══ Given entries

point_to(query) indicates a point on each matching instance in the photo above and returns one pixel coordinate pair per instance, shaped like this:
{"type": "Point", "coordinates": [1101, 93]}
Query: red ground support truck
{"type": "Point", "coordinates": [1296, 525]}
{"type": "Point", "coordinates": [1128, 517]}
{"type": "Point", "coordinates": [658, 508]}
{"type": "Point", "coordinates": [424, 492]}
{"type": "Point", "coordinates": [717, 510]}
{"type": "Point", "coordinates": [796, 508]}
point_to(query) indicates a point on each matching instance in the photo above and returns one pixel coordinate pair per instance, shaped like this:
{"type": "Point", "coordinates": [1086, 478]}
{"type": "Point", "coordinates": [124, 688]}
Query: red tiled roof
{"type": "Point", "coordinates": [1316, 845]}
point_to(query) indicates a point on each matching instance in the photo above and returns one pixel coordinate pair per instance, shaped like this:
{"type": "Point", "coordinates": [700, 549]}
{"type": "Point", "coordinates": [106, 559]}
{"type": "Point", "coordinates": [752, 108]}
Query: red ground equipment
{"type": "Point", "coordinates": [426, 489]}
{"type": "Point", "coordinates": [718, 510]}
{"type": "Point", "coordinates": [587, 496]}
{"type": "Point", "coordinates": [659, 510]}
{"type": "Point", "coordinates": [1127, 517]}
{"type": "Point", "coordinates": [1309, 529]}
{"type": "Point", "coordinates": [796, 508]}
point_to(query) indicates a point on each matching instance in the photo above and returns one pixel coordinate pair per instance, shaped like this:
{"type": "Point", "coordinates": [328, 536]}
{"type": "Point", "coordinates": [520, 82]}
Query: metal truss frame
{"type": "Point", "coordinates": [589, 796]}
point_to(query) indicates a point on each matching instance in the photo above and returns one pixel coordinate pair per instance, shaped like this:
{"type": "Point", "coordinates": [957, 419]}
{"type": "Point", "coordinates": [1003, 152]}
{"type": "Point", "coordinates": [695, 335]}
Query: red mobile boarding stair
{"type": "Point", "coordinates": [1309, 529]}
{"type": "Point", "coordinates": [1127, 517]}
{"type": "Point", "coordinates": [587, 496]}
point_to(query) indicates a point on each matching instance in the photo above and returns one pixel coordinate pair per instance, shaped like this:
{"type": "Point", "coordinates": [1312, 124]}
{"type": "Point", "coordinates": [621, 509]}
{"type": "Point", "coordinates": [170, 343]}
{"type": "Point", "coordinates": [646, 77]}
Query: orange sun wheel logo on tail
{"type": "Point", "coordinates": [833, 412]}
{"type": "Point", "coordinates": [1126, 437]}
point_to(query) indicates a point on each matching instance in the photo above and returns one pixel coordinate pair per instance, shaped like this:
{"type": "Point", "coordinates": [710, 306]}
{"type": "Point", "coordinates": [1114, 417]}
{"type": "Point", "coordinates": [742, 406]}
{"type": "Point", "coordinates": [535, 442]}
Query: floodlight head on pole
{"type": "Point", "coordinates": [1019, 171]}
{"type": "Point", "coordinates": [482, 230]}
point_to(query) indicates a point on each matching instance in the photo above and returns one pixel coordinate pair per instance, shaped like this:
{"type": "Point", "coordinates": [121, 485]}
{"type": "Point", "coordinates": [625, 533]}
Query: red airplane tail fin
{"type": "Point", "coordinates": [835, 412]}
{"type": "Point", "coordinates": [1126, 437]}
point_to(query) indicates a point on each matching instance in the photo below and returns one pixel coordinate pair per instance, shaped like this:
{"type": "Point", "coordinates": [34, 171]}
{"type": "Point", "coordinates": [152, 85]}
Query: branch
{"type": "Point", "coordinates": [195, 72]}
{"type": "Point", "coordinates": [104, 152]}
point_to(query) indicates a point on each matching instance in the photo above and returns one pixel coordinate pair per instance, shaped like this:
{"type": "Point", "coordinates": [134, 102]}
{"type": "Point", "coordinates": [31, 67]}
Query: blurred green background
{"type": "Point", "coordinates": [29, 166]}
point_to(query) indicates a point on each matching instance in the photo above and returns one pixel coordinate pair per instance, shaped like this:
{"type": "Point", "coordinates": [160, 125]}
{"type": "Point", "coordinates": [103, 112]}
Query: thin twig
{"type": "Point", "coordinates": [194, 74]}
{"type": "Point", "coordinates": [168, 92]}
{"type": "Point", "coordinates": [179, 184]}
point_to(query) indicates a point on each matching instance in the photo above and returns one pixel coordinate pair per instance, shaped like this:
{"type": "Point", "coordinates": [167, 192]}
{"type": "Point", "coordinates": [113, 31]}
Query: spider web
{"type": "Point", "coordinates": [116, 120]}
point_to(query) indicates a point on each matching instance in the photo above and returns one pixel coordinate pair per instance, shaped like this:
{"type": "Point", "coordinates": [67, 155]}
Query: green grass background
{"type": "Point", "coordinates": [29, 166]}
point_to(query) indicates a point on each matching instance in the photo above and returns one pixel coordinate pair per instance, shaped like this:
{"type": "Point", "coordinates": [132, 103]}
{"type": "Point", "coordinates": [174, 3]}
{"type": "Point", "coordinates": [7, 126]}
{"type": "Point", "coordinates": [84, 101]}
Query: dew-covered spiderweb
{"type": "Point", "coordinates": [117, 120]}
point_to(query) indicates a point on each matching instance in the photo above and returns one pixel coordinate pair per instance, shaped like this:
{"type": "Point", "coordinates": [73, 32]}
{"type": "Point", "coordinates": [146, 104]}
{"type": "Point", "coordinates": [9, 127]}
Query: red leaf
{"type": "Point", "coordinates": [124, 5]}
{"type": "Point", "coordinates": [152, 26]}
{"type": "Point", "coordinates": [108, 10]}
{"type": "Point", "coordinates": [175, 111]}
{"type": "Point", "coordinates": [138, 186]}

════

— Instructions to follow —
Find every line in the rows above that contains the word "green" and copy each one in full. Case counts.

— Worked solution —
Query: blurred green background
Query: green grass background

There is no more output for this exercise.